> [Aim]: Rewrite all the rows below, keeping their requests, and resize every coordinate in the answers by multiplying it by 1.25 and rounding to a whole number, with halves rounded up. Leave the pictures out of your version.

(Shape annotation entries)
-=-=-
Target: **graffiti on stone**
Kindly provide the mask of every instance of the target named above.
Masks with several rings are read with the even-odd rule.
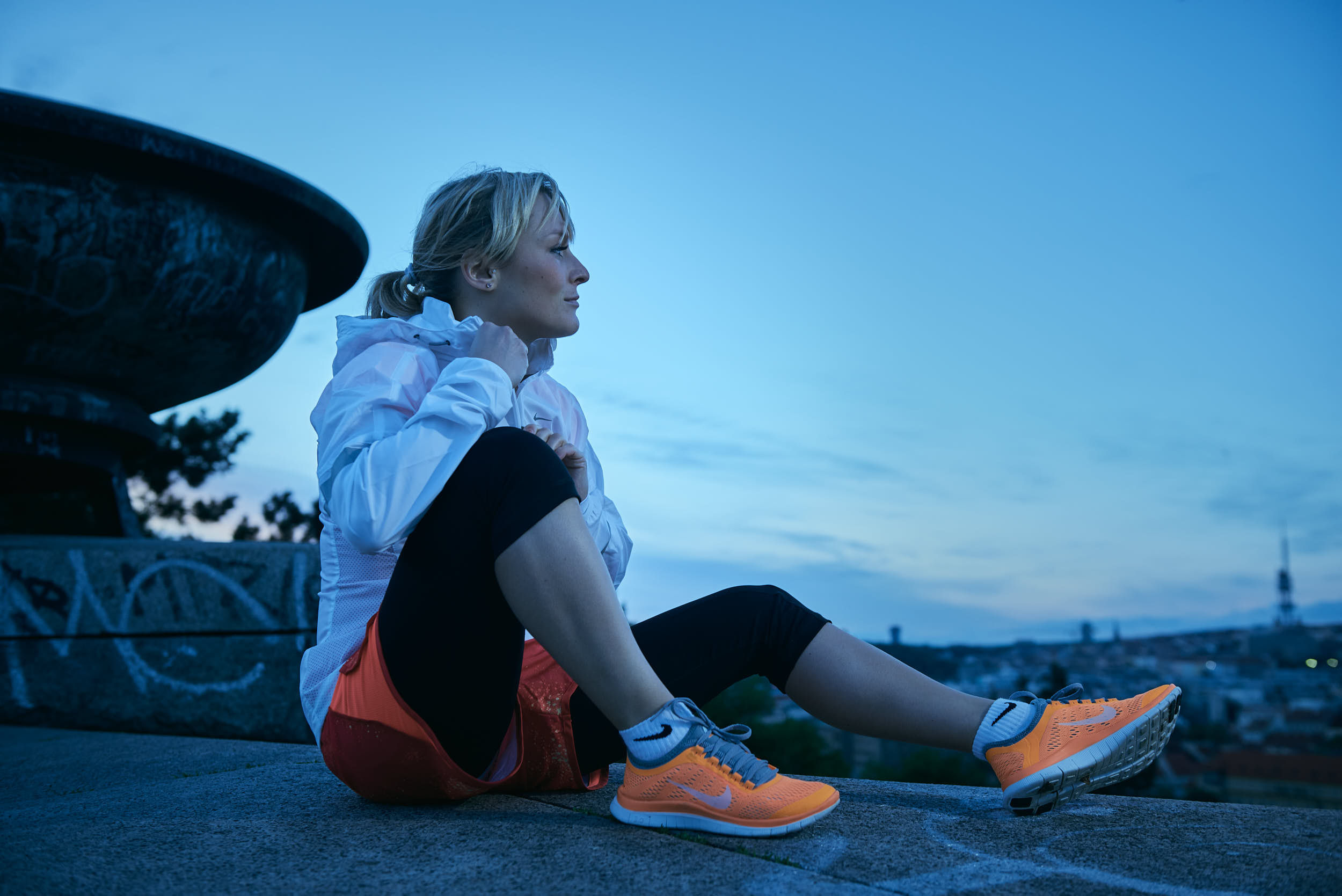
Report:
[[[164,634],[180,634],[184,640],[200,634],[260,634],[271,644],[291,634],[299,653],[310,642],[306,604],[313,596],[307,593],[311,586],[307,551],[270,554],[263,562],[234,555],[224,563],[234,574],[199,555],[141,557],[149,562],[137,565],[134,558],[121,557],[115,565],[118,575],[103,555],[103,565],[91,575],[82,547],[68,547],[63,555],[0,553],[0,637],[5,642],[9,697],[17,708],[34,708],[30,671],[19,649],[21,641],[38,641],[43,645],[38,649],[50,649],[48,657],[58,663],[70,657],[71,647],[79,641],[110,641],[140,693],[157,685],[193,696],[246,691],[266,673],[266,663],[256,660],[220,677],[219,657],[209,657],[211,663],[195,665],[213,671],[192,676],[197,649],[185,642],[170,645],[162,640]],[[40,570],[25,571],[23,561],[35,558],[42,561]],[[276,561],[285,569],[278,570]],[[264,594],[256,590],[260,583],[266,586]],[[279,585],[287,593],[276,593]]]

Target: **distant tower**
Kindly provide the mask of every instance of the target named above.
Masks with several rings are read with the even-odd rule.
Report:
[[[1300,617],[1295,614],[1295,601],[1291,600],[1291,549],[1286,542],[1286,533],[1282,533],[1282,569],[1276,573],[1276,625],[1286,628],[1299,625]]]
-=-=-
> [Response to this task]:
Target: **graffiti on stone**
Kindly provide the mask of every instance of the target named above.
Masks with several rings are read with the even-odd rule.
Report:
[[[205,793],[225,793],[230,800],[250,793],[325,793],[339,805],[364,793],[374,816],[388,803],[383,755],[391,745],[384,741],[389,733],[384,689],[338,693],[329,703],[293,694],[280,704],[293,718],[249,694],[176,696],[186,703],[171,706],[168,698],[151,696],[144,706],[148,719],[129,694],[129,706],[114,719],[103,684],[85,684],[79,694],[0,691],[0,796],[6,803],[11,871],[21,885],[43,885],[38,839],[24,811],[26,801],[48,801],[54,806],[48,811],[63,811],[60,821],[73,829],[88,821],[89,809],[99,801],[138,801],[175,866],[196,856],[241,870],[308,864],[333,841],[333,829],[320,825],[275,846],[274,821],[261,821],[264,829],[244,831],[266,839],[240,845],[246,811],[231,803],[213,806],[203,800]],[[50,713],[31,714],[29,701],[44,698],[53,701]],[[345,701],[356,711],[348,713]],[[330,743],[320,738],[325,729],[333,733]],[[349,731],[359,741],[345,741]]]

Target: **distant tower**
Kindly provide the mask of every instance of the target named above.
Masks with several rings are read with the even-odd rule.
Report:
[[[1625,771],[1619,768],[1619,751],[1614,750],[1614,686],[1608,678],[1608,666],[1603,666],[1603,711],[1595,716],[1595,781],[1608,785],[1624,781]]]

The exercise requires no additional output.